Segment Start: Extracted text

Don’t Let Bugs Bug You This Summer

Stay safe from insect-borne illness

By Deborah Jeanne Sergeant

You have plenty of reasons to keep bugs from bugging you this summer.

Some, such as mosquitoes and ticks, can spread illnesses such as Lyme disease if you do not learn more about mosquito control.

The New York State Department of Health states that per 100,000 in population, fewer than 62.9 cases of Lyme disease were reported in each of Erie and Niagara counties in 2017 (the most recent data available).

The counties are among the areas with lowest rates statewide. That at first seems like good news; however, reports of tick-borne disease cases reported has more than doubled statewide between 2004 and 2016, with increased rates heading westward across New York. Also, the Centers for Disease Control and Prevention believes that the number of actual cases of Lyme disease in general is 10 times the number reported.

Michael R. Jorolemon, doctor of osteopathic medicine and senior quality officer for emergency medicine at Crouse Health, reported that in just one 10-hour shift recently, three people sought medical attention for ticks. And the season has only begun.

“If you see a tick on you, the best thing is to seek medical treatment,” Jorolemon said.

He advised heading to urgent care or the emergency room if the primary care provider is unavailable.

Lyme spreads as black deer ticks infected with Borrelia burgdorferi bacteria bite humans. Black deer ticks also spread less common diseases, such as babesiosis, human granulocytic, anaplasmosis and deer tick virus.

Other types of ticks also spread diseases by biting humans, but that scenario is rarer than Lyme disease. These include the American dog tick (Rocky Mountain spotted fever), Lone Star tick (human monocytic ehrlichiosis), and woodchuck/groundhog tick (powassan/encephalitis virus).

Only about half of adult deer ticks and one-third of nymphs carry bacteria that cause Lyme disease, named for Old Lyme, a town in Connecticut, where the disease was first identified in the 1970s. The ticks typically travel by waiting on tall grass for a passing host. Ticks can hitch a ride on wildlife to residential areas. Hikers, hunters, birders, and campers are at greater risk because they spend time in wooded areas.

If a tick has been stuck to a person for more than 36 hours, the patient should contact a health care provider to see if he qualifies for a prophylactic antibiotic to treat Lyme disease. The site of the bite shows a bull’s-eye patterned rash in about half the cases.

Segment End: Extracted text

**Check your understanding**
[1] According to the article on insect-borne illness, what is Lyme disease named for?
[2] Reproduce the article on insect-borne illness from "Stay safe from" to "recent data available).", renaming "mosquitoes" as "gnats".

Segment Start: Information supplied

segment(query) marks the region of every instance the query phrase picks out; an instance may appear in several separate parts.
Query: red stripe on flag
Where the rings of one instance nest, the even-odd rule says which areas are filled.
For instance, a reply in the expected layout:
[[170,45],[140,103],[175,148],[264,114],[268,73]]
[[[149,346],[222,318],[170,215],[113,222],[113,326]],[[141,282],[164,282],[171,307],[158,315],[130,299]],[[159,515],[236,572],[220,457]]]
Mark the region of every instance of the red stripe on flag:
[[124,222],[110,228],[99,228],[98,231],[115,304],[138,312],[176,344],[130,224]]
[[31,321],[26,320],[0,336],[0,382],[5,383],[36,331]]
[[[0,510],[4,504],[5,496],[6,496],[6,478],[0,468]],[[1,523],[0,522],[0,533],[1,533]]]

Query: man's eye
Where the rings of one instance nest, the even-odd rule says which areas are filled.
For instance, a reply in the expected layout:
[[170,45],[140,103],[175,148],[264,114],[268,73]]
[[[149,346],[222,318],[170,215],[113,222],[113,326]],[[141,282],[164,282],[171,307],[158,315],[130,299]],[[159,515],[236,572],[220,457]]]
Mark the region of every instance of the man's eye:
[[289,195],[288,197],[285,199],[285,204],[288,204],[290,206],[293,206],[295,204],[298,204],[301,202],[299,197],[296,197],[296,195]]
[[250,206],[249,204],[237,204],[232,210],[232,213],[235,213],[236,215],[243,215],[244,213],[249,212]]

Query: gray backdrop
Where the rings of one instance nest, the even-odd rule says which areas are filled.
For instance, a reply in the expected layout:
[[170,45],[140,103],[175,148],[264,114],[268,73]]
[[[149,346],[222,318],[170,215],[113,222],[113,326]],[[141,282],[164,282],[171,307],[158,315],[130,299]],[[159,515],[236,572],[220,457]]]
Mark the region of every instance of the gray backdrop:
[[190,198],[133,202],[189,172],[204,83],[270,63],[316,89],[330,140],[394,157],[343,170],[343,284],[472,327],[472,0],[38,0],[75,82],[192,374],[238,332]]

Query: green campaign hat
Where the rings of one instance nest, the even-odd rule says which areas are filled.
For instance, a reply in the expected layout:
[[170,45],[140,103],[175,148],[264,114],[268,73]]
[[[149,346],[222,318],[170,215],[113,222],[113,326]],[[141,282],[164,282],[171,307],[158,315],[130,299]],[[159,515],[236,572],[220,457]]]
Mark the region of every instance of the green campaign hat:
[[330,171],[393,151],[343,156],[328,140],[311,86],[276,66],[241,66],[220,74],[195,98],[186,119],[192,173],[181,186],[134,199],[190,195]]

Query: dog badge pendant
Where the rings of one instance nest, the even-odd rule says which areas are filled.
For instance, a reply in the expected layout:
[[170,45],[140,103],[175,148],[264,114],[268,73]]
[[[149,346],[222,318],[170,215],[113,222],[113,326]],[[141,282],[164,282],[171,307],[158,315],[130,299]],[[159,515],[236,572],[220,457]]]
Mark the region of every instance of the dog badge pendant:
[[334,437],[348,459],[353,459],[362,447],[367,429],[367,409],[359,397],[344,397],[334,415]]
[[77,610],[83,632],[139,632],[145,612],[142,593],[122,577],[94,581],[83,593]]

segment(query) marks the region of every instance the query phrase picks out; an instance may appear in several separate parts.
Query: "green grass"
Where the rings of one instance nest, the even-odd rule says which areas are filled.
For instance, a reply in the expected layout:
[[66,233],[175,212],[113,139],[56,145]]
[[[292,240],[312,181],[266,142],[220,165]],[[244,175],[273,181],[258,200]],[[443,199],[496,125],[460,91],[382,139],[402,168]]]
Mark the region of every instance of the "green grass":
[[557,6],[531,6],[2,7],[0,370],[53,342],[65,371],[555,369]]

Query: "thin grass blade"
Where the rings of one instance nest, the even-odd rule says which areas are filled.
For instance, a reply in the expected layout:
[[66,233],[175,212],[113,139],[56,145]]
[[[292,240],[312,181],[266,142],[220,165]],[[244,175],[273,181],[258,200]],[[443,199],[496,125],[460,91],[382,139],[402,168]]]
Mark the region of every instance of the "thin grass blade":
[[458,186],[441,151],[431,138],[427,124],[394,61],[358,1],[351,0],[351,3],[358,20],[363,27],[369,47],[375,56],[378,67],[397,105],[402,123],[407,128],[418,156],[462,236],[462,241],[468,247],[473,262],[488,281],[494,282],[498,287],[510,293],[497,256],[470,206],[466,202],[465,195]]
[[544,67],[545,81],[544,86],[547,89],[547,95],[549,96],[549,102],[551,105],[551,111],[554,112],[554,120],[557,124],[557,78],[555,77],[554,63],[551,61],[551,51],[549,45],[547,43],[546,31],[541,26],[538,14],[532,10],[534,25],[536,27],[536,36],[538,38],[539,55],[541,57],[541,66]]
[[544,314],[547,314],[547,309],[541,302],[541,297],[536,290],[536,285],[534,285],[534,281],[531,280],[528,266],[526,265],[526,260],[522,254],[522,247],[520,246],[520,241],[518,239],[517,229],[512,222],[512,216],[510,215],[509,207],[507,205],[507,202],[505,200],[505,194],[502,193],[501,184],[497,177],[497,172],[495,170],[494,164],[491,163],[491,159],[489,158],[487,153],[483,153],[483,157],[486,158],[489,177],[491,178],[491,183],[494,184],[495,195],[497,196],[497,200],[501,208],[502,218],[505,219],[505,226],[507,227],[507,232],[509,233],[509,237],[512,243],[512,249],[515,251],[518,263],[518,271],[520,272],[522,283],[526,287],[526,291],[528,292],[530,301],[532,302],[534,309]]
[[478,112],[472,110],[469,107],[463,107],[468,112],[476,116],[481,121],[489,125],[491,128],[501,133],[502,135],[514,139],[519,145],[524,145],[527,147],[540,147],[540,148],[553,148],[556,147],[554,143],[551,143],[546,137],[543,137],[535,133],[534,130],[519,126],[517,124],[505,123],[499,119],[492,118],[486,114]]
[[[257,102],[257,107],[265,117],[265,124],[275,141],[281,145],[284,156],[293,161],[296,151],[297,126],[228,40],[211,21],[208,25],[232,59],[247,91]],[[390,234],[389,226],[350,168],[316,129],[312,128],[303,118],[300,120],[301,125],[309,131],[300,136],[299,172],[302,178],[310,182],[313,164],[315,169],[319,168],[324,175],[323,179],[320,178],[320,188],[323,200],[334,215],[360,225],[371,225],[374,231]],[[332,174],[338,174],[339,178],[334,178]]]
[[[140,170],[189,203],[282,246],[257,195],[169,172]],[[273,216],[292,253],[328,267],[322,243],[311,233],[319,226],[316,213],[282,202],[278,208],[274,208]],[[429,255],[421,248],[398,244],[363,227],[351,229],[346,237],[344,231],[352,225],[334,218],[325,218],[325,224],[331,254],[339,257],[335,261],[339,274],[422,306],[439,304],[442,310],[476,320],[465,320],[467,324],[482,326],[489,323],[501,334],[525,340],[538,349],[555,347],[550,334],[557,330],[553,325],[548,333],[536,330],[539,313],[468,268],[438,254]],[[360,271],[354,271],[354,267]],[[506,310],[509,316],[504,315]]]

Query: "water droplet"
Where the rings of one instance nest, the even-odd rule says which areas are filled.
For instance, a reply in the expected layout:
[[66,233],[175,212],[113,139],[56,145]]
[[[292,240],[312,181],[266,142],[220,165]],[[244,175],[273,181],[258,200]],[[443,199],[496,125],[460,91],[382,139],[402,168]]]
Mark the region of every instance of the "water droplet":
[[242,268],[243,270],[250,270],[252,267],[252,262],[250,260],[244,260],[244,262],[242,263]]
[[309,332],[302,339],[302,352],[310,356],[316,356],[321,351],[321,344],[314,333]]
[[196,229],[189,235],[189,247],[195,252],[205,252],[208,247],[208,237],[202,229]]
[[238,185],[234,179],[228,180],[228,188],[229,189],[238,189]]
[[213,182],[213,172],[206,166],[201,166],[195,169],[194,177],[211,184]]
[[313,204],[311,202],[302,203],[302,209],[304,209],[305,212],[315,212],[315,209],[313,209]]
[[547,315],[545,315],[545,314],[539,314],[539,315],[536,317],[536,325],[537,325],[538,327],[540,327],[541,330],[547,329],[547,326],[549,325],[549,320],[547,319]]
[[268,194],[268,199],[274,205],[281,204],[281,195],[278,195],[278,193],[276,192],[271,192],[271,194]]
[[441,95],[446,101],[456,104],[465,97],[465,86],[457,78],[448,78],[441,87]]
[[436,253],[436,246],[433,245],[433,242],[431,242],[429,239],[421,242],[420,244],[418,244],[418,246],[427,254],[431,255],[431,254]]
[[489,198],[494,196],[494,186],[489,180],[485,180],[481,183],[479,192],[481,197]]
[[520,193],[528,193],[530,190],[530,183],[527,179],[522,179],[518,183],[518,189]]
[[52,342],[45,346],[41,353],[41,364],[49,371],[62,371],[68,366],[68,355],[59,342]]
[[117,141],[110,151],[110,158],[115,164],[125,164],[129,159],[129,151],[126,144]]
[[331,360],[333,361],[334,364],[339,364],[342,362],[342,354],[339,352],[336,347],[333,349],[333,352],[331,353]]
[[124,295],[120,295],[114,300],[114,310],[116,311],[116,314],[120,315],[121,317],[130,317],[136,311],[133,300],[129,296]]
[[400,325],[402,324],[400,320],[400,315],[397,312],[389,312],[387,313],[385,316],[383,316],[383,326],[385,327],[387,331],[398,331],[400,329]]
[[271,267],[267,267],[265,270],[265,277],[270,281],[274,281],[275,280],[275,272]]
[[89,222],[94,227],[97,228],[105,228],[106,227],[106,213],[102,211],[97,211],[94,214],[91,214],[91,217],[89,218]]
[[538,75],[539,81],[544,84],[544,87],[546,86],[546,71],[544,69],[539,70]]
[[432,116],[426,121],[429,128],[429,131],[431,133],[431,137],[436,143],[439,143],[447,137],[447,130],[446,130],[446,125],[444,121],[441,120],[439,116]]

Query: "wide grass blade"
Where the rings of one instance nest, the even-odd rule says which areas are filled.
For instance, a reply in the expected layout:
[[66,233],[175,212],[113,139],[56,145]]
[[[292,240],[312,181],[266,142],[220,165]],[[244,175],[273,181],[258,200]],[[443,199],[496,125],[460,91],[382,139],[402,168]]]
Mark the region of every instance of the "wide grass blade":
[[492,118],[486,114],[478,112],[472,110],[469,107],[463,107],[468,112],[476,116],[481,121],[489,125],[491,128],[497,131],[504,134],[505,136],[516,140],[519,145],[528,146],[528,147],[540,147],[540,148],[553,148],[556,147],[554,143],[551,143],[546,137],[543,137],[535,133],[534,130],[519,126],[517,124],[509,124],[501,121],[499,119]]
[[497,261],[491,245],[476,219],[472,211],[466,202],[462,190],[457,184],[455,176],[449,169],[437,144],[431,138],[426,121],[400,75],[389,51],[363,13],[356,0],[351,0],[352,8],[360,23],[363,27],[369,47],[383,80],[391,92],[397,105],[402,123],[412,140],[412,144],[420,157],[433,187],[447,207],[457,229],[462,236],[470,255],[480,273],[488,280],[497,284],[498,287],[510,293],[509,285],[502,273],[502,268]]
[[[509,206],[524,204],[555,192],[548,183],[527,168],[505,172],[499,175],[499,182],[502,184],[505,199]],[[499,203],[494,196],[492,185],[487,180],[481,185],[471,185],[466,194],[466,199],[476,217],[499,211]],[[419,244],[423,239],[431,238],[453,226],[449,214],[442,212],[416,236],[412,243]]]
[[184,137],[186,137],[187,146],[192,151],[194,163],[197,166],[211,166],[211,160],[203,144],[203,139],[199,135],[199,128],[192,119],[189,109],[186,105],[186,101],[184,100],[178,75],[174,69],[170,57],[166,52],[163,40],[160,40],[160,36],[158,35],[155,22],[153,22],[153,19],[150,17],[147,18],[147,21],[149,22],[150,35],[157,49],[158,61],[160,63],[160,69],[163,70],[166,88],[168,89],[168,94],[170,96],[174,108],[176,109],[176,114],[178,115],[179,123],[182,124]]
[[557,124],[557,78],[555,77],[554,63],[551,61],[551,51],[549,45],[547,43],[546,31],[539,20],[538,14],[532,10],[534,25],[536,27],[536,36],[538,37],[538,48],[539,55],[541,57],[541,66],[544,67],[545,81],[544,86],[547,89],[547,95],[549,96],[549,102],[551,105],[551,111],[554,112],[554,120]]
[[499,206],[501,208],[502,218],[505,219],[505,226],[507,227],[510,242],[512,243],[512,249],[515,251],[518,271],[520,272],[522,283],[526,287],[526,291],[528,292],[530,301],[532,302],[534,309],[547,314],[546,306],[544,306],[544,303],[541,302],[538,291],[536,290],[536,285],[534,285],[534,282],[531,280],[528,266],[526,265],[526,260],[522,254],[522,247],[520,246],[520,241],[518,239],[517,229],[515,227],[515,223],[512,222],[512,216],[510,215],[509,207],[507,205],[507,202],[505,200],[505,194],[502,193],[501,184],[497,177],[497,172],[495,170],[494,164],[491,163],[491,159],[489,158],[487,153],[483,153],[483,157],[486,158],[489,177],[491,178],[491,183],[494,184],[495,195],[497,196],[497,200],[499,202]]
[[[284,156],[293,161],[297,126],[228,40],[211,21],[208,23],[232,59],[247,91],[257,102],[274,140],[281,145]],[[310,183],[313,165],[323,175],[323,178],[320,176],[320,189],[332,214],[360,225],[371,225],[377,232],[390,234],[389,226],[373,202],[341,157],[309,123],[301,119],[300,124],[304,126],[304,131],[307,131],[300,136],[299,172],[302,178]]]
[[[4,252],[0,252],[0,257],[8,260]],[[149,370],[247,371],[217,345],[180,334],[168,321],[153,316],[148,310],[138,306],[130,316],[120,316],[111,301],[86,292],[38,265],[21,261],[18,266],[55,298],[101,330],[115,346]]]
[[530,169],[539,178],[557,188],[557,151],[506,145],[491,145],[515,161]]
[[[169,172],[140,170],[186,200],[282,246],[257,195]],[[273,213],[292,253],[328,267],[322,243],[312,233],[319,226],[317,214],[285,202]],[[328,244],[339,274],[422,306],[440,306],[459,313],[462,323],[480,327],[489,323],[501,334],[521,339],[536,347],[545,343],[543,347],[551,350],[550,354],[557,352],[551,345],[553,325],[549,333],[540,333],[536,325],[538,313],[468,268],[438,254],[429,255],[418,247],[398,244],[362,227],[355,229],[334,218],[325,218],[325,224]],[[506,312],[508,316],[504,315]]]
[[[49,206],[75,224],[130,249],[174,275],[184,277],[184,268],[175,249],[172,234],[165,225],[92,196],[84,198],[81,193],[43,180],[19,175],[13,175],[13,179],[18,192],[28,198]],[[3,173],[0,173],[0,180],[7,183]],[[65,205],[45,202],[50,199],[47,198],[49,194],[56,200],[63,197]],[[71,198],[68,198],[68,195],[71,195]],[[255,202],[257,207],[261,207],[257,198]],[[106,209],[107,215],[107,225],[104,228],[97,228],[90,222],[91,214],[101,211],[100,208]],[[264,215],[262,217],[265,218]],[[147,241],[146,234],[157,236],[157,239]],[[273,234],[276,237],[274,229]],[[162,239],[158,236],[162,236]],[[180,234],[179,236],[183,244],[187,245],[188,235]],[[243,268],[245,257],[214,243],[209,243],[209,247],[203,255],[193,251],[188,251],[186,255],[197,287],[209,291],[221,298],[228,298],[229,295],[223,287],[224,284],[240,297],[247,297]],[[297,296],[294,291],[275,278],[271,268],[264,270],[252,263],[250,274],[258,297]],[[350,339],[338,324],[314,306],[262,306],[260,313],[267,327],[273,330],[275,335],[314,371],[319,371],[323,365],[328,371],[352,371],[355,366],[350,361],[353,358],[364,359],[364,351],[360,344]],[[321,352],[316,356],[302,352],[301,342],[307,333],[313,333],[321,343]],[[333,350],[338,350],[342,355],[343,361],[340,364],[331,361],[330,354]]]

Segment End: Information supplied

**Task responses**
[1] Old Lyme, a town in Connecticut.

[2]
Stay safe from insect-borne illness

By Deborah Jeanne Sergeant

You have plenty of reasons to keep bugs from bugging you this summer.

Some, such as gnats and ticks, can spread illnesses such as Lyme disease if you do not learn more about mosquito control.

The New York State Department of Health states that per 100,000 in population, fewer than 62.9 cases of Lyme disease were reported in each of Erie and Niagara counties in 2017 (the most recent data available).